[Referring expression data]
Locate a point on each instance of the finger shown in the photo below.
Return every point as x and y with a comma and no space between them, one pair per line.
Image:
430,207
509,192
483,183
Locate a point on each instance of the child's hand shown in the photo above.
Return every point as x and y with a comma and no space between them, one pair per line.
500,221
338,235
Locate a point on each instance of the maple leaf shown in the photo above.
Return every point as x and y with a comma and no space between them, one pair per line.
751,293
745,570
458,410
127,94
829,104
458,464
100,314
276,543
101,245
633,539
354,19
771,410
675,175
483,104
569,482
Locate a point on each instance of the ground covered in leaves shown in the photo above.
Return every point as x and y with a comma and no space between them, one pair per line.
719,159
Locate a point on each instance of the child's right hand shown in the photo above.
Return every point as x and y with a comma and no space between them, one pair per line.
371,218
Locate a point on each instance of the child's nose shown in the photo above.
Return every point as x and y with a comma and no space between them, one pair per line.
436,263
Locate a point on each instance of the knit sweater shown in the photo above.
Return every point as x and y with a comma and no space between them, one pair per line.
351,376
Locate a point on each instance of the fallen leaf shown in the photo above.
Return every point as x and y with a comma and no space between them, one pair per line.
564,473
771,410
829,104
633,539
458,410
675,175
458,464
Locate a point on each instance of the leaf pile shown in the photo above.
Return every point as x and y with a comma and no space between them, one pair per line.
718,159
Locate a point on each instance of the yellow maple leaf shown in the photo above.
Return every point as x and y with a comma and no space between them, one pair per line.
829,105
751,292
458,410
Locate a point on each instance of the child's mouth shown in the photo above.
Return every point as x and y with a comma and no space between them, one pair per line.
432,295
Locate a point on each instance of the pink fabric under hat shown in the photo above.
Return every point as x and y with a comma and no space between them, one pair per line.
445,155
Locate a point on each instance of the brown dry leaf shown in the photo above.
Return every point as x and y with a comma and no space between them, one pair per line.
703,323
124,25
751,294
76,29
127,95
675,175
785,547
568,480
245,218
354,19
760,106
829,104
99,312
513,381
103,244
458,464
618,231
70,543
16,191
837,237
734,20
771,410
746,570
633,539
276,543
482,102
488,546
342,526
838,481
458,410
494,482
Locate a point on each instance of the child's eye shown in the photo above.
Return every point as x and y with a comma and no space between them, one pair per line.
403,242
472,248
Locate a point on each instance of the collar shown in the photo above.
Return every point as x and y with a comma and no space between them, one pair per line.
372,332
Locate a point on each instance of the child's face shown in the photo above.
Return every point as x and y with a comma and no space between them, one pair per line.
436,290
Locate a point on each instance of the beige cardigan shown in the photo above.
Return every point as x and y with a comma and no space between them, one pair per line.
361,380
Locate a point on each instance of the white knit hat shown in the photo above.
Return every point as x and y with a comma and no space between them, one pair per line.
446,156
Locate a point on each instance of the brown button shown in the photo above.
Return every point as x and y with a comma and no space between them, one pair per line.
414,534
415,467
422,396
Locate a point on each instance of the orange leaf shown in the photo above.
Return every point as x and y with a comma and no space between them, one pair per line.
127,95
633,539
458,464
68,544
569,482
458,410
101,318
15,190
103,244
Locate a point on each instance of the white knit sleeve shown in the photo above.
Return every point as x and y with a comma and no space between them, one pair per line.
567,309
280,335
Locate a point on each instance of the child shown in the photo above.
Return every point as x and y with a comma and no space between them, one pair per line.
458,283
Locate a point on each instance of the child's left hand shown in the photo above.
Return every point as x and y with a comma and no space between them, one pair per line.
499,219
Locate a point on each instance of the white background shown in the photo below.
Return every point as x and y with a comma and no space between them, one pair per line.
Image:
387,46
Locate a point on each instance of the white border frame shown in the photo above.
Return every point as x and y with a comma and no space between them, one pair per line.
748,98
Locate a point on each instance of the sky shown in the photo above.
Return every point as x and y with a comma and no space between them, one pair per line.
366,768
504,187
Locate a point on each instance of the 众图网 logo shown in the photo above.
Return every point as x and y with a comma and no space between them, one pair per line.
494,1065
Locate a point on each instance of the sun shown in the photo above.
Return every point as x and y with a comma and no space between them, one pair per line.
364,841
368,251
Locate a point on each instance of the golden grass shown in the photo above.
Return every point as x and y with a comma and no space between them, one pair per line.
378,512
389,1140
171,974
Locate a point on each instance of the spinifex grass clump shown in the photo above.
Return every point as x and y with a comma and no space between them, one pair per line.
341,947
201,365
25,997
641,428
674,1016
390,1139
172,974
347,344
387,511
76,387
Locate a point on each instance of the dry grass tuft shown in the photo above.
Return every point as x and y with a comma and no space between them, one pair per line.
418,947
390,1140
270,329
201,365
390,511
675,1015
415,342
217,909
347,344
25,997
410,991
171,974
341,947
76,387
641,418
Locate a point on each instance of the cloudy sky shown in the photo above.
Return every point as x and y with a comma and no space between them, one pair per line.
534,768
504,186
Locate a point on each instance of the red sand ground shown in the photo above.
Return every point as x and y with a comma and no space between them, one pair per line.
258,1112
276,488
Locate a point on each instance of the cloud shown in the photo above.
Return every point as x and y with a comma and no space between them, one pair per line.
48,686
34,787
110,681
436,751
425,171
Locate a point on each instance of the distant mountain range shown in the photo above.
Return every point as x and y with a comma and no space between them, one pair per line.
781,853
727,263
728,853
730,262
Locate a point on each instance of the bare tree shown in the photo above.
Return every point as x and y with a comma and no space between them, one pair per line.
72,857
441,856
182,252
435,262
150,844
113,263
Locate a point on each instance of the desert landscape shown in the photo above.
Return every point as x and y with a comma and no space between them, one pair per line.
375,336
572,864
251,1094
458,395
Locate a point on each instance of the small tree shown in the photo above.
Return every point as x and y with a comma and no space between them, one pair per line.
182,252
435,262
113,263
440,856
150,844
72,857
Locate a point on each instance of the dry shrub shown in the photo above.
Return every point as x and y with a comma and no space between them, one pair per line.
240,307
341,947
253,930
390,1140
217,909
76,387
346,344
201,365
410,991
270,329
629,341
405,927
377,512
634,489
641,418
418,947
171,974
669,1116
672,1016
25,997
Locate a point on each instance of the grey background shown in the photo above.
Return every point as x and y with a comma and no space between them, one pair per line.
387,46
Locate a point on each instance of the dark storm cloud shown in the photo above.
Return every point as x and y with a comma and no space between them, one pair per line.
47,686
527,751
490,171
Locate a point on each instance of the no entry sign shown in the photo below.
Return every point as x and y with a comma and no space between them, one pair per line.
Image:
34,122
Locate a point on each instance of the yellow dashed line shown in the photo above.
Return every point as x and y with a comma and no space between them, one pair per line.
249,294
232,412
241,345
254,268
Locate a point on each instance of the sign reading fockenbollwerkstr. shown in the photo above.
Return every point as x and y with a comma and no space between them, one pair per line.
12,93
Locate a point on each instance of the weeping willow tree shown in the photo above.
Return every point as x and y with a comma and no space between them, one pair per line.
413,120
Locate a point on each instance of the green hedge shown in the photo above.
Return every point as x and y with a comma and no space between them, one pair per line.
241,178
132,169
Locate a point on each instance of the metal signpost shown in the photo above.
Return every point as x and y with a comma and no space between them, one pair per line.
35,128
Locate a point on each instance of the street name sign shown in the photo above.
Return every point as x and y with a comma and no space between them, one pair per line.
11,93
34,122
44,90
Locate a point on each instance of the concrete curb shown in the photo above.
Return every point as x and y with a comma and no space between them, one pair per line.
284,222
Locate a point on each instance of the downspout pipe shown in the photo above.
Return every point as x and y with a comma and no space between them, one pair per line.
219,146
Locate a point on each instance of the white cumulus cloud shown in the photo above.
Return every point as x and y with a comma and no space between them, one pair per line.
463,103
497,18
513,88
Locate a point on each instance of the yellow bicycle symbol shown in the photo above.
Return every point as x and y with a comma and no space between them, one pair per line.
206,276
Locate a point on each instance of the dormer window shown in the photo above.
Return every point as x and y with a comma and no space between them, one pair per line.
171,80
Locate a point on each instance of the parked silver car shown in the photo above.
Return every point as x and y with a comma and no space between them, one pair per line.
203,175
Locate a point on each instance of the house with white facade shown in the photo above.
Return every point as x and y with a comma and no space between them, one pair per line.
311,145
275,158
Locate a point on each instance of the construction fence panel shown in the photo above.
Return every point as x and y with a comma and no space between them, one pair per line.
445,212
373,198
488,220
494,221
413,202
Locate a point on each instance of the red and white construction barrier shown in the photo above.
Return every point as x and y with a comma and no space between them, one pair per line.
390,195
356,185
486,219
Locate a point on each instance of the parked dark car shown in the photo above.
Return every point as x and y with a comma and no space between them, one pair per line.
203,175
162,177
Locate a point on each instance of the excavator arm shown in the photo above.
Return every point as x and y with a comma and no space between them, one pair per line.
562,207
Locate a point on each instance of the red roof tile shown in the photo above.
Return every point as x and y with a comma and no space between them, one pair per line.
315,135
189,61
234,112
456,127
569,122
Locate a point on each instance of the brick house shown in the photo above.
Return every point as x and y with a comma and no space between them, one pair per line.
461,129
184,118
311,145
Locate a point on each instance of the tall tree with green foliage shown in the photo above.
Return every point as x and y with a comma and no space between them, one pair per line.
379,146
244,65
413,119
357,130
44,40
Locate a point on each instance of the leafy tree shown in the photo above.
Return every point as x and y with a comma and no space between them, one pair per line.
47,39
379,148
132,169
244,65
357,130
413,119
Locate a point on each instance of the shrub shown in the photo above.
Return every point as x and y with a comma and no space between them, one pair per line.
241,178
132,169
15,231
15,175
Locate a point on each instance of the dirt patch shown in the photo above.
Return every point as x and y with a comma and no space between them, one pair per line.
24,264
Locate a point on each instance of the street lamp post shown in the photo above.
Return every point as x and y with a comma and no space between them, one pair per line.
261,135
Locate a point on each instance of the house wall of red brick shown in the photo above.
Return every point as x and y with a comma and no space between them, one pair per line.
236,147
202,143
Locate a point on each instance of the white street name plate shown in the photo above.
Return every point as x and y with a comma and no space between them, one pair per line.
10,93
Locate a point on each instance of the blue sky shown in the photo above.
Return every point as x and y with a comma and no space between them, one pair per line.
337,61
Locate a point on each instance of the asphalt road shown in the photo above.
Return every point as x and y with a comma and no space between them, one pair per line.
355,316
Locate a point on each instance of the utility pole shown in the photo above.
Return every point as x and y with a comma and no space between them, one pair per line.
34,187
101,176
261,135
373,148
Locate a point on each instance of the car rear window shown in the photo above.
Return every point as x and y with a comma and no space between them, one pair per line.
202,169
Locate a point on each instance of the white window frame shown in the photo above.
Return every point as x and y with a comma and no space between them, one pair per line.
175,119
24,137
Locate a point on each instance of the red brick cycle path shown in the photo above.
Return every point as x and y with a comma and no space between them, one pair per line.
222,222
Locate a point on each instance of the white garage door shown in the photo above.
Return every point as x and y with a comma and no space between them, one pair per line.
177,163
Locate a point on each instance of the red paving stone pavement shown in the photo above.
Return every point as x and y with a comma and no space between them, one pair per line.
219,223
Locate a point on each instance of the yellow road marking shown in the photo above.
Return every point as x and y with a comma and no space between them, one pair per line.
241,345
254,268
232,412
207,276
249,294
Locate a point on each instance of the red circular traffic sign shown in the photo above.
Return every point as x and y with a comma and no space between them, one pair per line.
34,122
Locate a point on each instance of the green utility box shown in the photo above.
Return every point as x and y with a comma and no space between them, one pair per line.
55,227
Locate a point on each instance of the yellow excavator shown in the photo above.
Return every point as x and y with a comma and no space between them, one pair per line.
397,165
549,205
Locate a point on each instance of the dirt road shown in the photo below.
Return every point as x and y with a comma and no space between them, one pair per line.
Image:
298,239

## What needs to be done
Go through the records from the first line and copy each one exactly, ending after the line that contains "Locate a point on each instance of the pink". Give nothing else.

## Result of the exercise
Locate a point on each instance of the finger shown in the photo below.
Return every point as x and y with a comma and no space between them, one pair per line.
Image:
430,207
509,192
483,183
Locate a point on each instance of the child's hand shown in the photo above.
Return every point as x and y with a comma and no space between them, one pair per line.
500,221
338,235
Locate a point on each instance of the maple leaf shown in the photo above.
Return every point as x and y with a comma and no space between them, one pair per line.
751,293
745,570
458,410
127,94
829,104
458,464
100,314
276,543
101,245
633,539
354,19
771,410
675,175
483,104
569,482
Locate a point on each instance of the ground covered in leaves shown in the photo above.
Return every point as x and y with a comma and no space between them, one pair per line.
719,159
Locate a point on each instance of the child's right hand shown in the photo above.
Return every point as x and y with a comma and no space between them, one pair per line.
371,218
Locate a point on each instance of the child's nose shown in the photo above.
Return every point as x and y with a comma and no space between them, one pair per line.
436,263
Locate a point on each instance of the knit sweater shown in the photo above.
Return every point as x and y with a comma and no space between them, one pair per line.
351,376
Locate a point on each instance of the fallen leaf shown in the photo above.
Return every point as x and y with a comma and no space between them, one pair per line.
564,473
771,410
829,104
633,539
458,410
675,175
458,464
Locate a point on each instance of the leaf pile shown in the photo above.
Return every point as x and y with a comma and no space between them, one pair per line.
718,159
Locate a point on each instance of the yellow maple leaf shown in the photo above.
Return every point as x and y with a comma and no space between them, one pair per line.
829,105
751,292
458,410
Locate a point on each instance of the child's mouth shown in the photo above.
Return every point as x and y with a comma and no space between them, one pair per line.
432,295
Locate a point on each instance of the pink fabric under hat shown in the photo above.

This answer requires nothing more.